:: Excerpt provided ::
Let’s Give Our Kids a Spoonful of Realism Every Day

Maria Milojković, MA
5 min readOct 25, 2019
A girl in the field l © Arthur Aldyrkhanov, Unsplash

I didn’t have kids yet while my friend was already going through a divorce. In the evening, she would end a bedtime story to her daughter saying:

“And they lived happily ever after. But that’s not the way life goes.“

Growing up, we learn many life lessons the hard way: romantic love cannot solve all your problems. Your perfect half doesn’t exist. Only you can make yourself happy. And you can’t expect people to behave the way you want them to.

To become stable adults, our children need social and emotional learning. There’s more to happiness and success in life than school grades.

Get to know yourself first. Try to accept and overcome your negative feelings. It’s really hard. It is hard to feel sadness, anger, fear, and jealousy; but everyone does. Things change, better things come. Only when you don’t run away from yourself can you understand other people. Only then can you establish good communication and keep positive relationships.

Try to make good decisions every day — from what you wear to who you spend your time with. Life is hard, good moments are precious.

Help your children learn how to take their destiny into their own hands one thing at the time.

This all looks like a good wish list, but many adults haven’t accomplished it. How do we teach our kids to do so then?

Well, how about reading stories? Watching movies? Talking and showing how to?

I grew up on Andersen’s and the Grimm brothers’ fables, which were too grim for me (the pun intended). I also watched Disney’s cartoons and expected to find Prince Philip. He was unavailable.

After a couple of decades, I finally realized — you can’t sleep your way to happiness. And even if you work your butt off, no glass shoe will raise your social status. You may not even get what you think you deserve. Life can be unfair.

When my kids were 3, I bought them a French book about a boy whose bird died. I wanted to bring in a bit of the Danish spirit to our family. Life is a box of chocolates — not because it’s all sweet but because you don’t know what you are going to get. And the negative is inevitable. The unpredictability scares us.

This is why Danes read gloomy stories to their kids:

“Danes often rank as the happiest people on Earth, and it’s a happiness that’s based on realistic expectations. We know that scars are a part of life. We can’t avoid getting hurt, but we can give our children the tools to handle real-life experiences in a healthy way and recognize that these downturns won’t topple them.“

Source Reading as the Danes do: Why Denmark’s tragic tales are valuable for kids, by Iben Sandahl

With such stories, Danes help their children accept their own negative emotions and strengthen their empathy. When something harsh happens to the character in the book, the child feels bad about it. Still, this happens to someone else (and not to the child), so there is no danger of getting overwhelmed. This way Danish kids go through negative experiences and also feel emotional catharsis by the end of the story — they feel fear and sadness, which decreases their inner tension.

:: Data ::
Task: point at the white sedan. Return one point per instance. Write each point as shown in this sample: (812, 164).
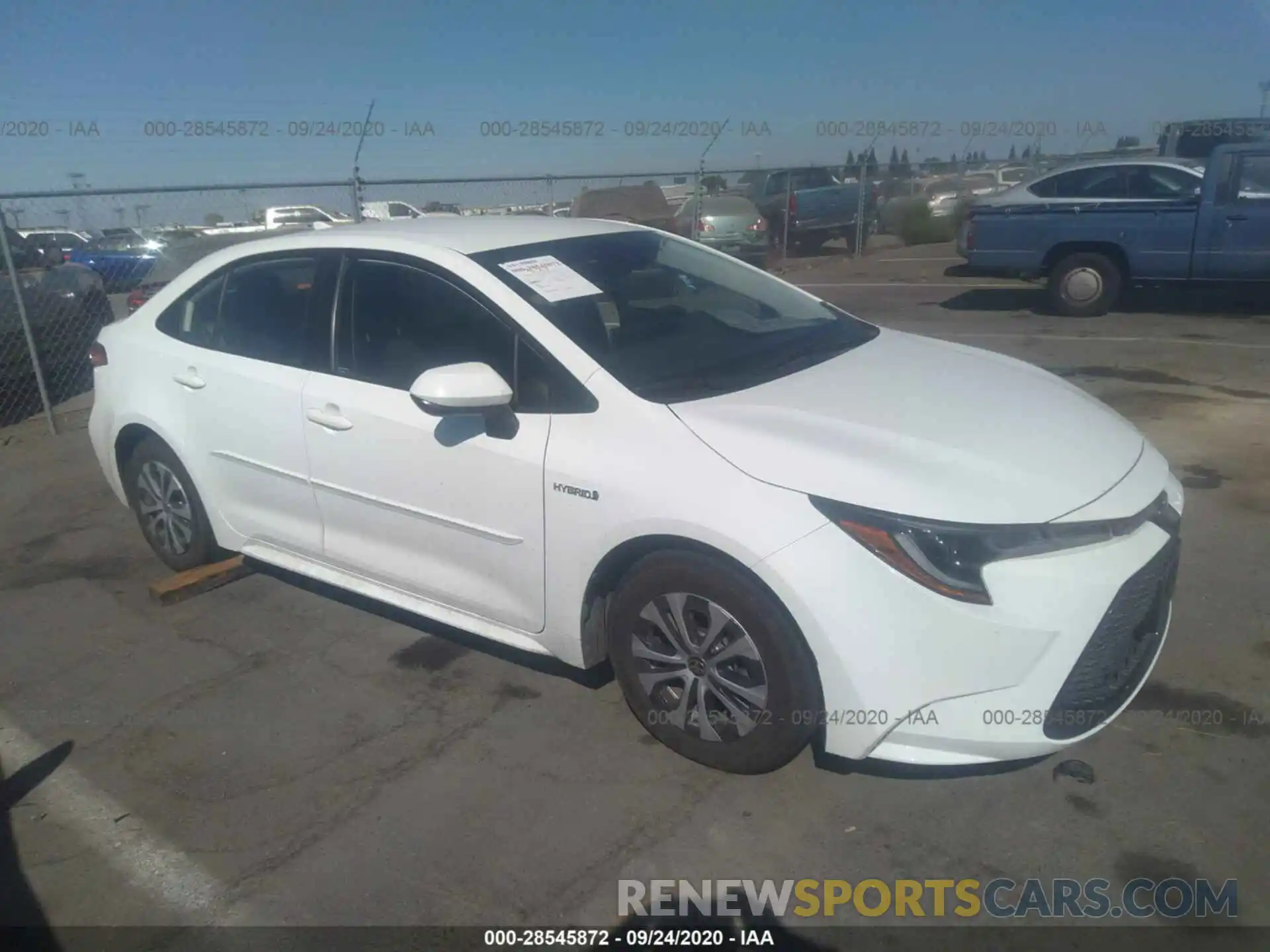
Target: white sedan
(591, 440)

:: Work instructions ::
A: Please list the feelings that the essay on giving children realism names as hard to feel but felt by everyone.
B: Output the stretch of the realism essay from "Source Reading as" through "their inner tension.".
C: Go on with the essay on giving children a daily dose of realism, picking up after its last sentence.

:: Exercise answers ::
A: Sadness, anger, fear, jealousy

B:
Source Reading as the Danes do: Why Denmark’s tragic tales are valuable for kids, by Iben Sandahl

With such stories, Danes help their children accept their own negative emotions and strengthen their empathy. When something harsh happens to the character in the book, the child feels bad about it. Still, this happens to someone else (and not to the child), so there is no danger of getting overwhelmed. This way Danish kids go through negative experiences and also feel emotional catharsis by the end of the story — they feel fear and sadness, which decreases their inner tension.

C:
However, for some children, Danish stories are too much to handle because they are highly sensitive.

As my kids are getting older, I know I cannot fully prepare them for the grown-up world. But I can help them find the right direction. So, I thought of sharing these life lessons with them:

  • Most of us are average. You are enough the way you are.

We lose years feeling insecure about ourselves. It’s better to be realistic about who you are and how you see others. Even exceptional people are ordinary in some ways. Everybody’s great at something.

  • Don’t feel awkward because you are different. Others just may not understand you.

Some of the most accomplished men and women were misunderstood as children, even bullied. If you take your uniqueness to your own advantage, you can become braver and kinder.

A little blackbird surrounded by chickens, All rights reserved
  • Growing up hurts, it’s normal to have a desire to escape.

But instead of running away (sometimes even into drugs and alcohol), try to be creative or useful to something bigger than you.

  • Don’t look for love to make you happy forever. Because it won’t.

Love as an emotion comes and goes. Love as a partnership is something you work on, not a present you receive.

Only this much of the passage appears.